= Exercise data =
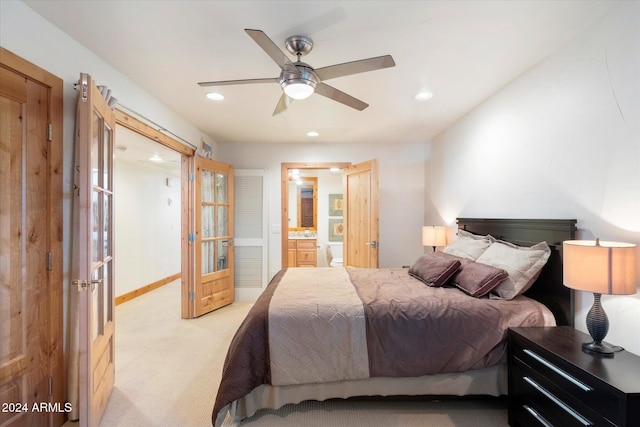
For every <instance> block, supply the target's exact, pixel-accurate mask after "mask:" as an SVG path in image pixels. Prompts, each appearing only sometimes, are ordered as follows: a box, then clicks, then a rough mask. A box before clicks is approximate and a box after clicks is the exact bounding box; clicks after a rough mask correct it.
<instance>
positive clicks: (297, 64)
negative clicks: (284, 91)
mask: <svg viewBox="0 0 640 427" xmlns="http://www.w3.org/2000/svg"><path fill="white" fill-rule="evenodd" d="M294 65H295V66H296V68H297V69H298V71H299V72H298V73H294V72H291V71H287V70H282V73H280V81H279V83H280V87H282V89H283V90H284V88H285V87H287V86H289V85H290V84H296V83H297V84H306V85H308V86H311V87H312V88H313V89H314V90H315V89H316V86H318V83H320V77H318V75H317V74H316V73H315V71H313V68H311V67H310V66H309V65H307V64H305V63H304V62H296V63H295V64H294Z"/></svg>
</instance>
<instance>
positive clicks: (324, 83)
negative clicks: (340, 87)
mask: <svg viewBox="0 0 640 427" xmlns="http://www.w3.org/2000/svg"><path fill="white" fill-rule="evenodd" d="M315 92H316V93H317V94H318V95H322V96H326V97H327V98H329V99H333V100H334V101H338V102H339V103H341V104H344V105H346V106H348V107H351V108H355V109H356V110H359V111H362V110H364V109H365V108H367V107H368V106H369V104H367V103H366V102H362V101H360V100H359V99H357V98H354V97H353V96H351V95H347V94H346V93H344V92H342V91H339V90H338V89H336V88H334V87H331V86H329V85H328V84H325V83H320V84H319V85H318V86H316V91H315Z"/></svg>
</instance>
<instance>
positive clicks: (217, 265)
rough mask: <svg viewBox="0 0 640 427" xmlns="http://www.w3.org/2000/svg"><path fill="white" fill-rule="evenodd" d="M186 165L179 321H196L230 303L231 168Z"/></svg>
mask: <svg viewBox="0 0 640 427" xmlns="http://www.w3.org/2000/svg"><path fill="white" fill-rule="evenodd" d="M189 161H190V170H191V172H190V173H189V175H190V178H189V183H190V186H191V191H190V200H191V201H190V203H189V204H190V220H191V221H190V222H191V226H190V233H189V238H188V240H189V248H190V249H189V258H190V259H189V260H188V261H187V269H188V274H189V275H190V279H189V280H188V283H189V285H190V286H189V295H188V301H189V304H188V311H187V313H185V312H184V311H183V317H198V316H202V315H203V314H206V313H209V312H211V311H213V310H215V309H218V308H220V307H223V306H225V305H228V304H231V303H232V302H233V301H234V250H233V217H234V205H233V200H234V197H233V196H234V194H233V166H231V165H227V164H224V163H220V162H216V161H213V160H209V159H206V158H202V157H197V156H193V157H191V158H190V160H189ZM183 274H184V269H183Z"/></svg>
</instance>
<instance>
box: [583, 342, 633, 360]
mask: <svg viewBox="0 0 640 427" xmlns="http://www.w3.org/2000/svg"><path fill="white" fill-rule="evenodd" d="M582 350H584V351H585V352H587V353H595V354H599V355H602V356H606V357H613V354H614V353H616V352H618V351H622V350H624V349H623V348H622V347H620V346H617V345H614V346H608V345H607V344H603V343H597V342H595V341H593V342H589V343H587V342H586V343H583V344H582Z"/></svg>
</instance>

= Goal of the exercise =
Although the records above contain pictures, the copy should hold only the lines from their start through the line containing "positive clicks: (217, 265)", each exactly as written, and none of the pictures.

= Completed task =
For every <instance> block, supply the target's exact, pixel-accurate mask after "mask:" as an SVG path in image pixels. Prompts, each appearing only sometimes, are ordered as follows: a box, then clicks, then a rough mask. A box before clicks is approximate and a box after clicks is the exact bounding box; clicks after a rough mask correct it.
<instance>
positive clicks: (297, 64)
negative clicks: (284, 91)
mask: <svg viewBox="0 0 640 427" xmlns="http://www.w3.org/2000/svg"><path fill="white" fill-rule="evenodd" d="M294 65H295V66H296V68H297V69H298V71H299V72H298V73H294V72H291V71H287V70H282V73H280V81H279V83H280V87H282V89H283V90H284V88H285V87H287V86H289V85H290V84H296V83H297V84H306V85H308V86H311V87H312V88H313V89H314V90H315V89H316V86H318V83H320V77H318V75H317V74H316V73H315V71H313V68H311V67H310V66H309V65H307V64H305V63H304V62H296V63H295V64H294Z"/></svg>
</instance>
<instance>
positive clicks: (324, 83)
negative clicks: (340, 87)
mask: <svg viewBox="0 0 640 427" xmlns="http://www.w3.org/2000/svg"><path fill="white" fill-rule="evenodd" d="M315 92H316V93H317V94H318V95H322V96H326V97H327V98H329V99H333V100H334V101H338V102H339V103H341V104H344V105H346V106H348V107H351V108H355V109H356V110H359V111H362V110H364V109H365V108H367V107H368V106H369V104H367V103H366V102H362V101H360V100H359V99H357V98H354V97H353V96H351V95H347V94H346V93H344V92H342V91H339V90H338V89H336V88H334V87H331V86H329V85H328V84H325V83H320V84H319V85H318V86H316V91H315Z"/></svg>
</instance>
<instance>
positive clicks: (217, 265)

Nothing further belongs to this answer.